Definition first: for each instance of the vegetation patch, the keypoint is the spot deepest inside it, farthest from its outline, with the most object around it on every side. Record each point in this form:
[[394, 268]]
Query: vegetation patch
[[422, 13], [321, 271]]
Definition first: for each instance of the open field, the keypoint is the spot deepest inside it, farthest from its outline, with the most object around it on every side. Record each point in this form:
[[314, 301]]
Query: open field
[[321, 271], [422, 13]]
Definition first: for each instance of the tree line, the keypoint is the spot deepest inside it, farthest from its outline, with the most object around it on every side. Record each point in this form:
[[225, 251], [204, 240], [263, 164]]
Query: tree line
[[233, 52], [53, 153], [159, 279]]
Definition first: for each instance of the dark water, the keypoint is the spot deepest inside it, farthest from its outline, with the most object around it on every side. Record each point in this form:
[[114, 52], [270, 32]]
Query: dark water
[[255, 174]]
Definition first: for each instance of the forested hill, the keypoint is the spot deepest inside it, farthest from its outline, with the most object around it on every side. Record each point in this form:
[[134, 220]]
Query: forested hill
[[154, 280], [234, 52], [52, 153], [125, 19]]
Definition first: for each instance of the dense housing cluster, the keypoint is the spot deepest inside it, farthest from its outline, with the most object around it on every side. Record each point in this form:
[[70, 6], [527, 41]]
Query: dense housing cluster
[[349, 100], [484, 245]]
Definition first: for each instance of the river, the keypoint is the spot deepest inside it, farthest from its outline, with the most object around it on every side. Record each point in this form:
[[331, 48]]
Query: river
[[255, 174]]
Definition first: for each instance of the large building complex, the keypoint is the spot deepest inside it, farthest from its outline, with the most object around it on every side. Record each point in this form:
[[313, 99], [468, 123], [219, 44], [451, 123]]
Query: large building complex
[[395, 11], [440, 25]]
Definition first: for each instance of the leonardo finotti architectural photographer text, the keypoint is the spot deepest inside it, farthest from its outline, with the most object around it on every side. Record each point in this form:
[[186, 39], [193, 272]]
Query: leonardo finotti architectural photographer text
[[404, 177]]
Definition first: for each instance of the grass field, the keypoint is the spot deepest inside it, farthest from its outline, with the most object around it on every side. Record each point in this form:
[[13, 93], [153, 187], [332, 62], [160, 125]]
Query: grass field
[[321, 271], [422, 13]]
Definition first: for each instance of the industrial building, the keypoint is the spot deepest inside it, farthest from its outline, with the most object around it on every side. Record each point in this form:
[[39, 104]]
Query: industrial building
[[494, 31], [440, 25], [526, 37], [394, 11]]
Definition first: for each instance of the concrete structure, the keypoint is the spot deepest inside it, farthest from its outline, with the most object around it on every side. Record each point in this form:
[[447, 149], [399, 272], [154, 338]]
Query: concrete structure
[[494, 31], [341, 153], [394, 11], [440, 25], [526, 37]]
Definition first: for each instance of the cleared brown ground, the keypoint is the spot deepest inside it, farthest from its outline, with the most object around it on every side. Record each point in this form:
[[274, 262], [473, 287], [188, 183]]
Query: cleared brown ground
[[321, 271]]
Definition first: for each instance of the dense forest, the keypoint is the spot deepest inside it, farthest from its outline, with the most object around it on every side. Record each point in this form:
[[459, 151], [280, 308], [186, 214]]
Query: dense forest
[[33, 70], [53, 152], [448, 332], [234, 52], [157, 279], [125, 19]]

_ _ _

▶ _AIM OF THE EXERCISE_: Rewrite all the records above, changing every "keypoint" to "anchor point" and leaving everything else unchanged.

▶ _IN RESPONSE_:
Definition first: for each instance of the vegetation patch, the anchor point is the spot deepest inside it, farthest from its outline, with the most object around it on every side. Record each point in this form:
[[394, 268]]
Query: vegetation patch
[[422, 13], [321, 271]]
Definition first: for each instance of the open field, the anchor point is the spot deepest inside it, farthest from its outline, with the most object around it on every side. Record each point in this form:
[[314, 301]]
Query: open field
[[321, 271], [422, 13]]
Definition first: for each instance of the tree line, the anchor point is the spot deepest inside it, farthest from its outline, with the most object around it on every side. Record each point in this form:
[[225, 251], [204, 240], [263, 164]]
Query: tree line
[[233, 52], [53, 153], [159, 279]]
Definition first: for each instance of the dark water, the anchor point is the spot deepest inside it, farthest from its outline, with the most object around it on every side. Record each point in this form:
[[114, 52], [270, 32]]
Query: dark water
[[255, 174]]
Definition first: for each instance of the forested hill, the anchor point is the spot deepest inside it, farthest from its outline, with the most object around it on every side. Record each point in this form:
[[134, 220]]
Query: forested hill
[[154, 280], [234, 52], [52, 153], [125, 19]]
Definition first: for each instance of the dense housing cluster, the anchor point is the spot deepest inside it, farthest from its outline, with the most object around it on every side. Record each point in this form:
[[70, 6], [527, 41]]
Query: dense housing cluster
[[349, 100], [484, 245]]
Definition first: for each instance of the river, the anchor point is the spot deepest inside it, farthest from its outline, with the most object around it on every side. Record each point in this form:
[[331, 48]]
Query: river
[[255, 174]]
Definition first: for each instance of the large building complex, the anchor point is the spot deepest inside it, farthest from its outline, with the most object around it on every side. Record each point in this form:
[[313, 99], [468, 123], [219, 44], [451, 123]]
Query: large building complex
[[395, 11], [440, 25]]
Definition first: for each instance of the leonardo finotti architectural photographer text, the anchor point is the spot deepest inside it, farthest from its outline, with the most object around it on every side. Record each point in this form:
[[186, 39], [193, 272]]
Query: leonardo finotti architectural photographer text
[[404, 177]]
Definition first: for each instance of the grass field, the anchor point is the spot deepest inside it, farthest from its outline, with the most object around it on every side. Record each point in this form:
[[13, 93], [153, 187], [332, 62], [160, 125]]
Query: grass field
[[321, 271], [422, 13]]
Definition first: for each instance of the industrial building, the anchor point is the spot deepest inside it, farthest from its outline, with the most object around it on every side. Record each point in this form:
[[39, 104]]
Query: industrial building
[[494, 31], [440, 25], [526, 37], [394, 11]]
Definition first: for each instance of the concrete structure, the anchor point is the spot deepest inside it, farthest from its outline, with the most object around it on every side. Record each point in this form:
[[447, 149], [399, 272], [154, 338]]
Query: concrete structure
[[494, 31], [341, 153], [394, 11], [440, 25], [526, 37]]
Definition first: for each instance of the cleared brown ground, the anchor point is the spot deepest inside it, farthest from its outline, with the most object around it on every side. Record each point in this form:
[[274, 262], [473, 287], [188, 183]]
Query: cleared brown ground
[[321, 271]]
Definition first: for each instance of the dense forest, the anchor point is the spot deepest inside it, farthest from its outline, with the most object around it on every side. Record each point in this form:
[[459, 151], [280, 308], [186, 214]]
Query: dense forest
[[33, 70], [53, 152], [448, 332], [234, 52], [157, 279], [125, 19]]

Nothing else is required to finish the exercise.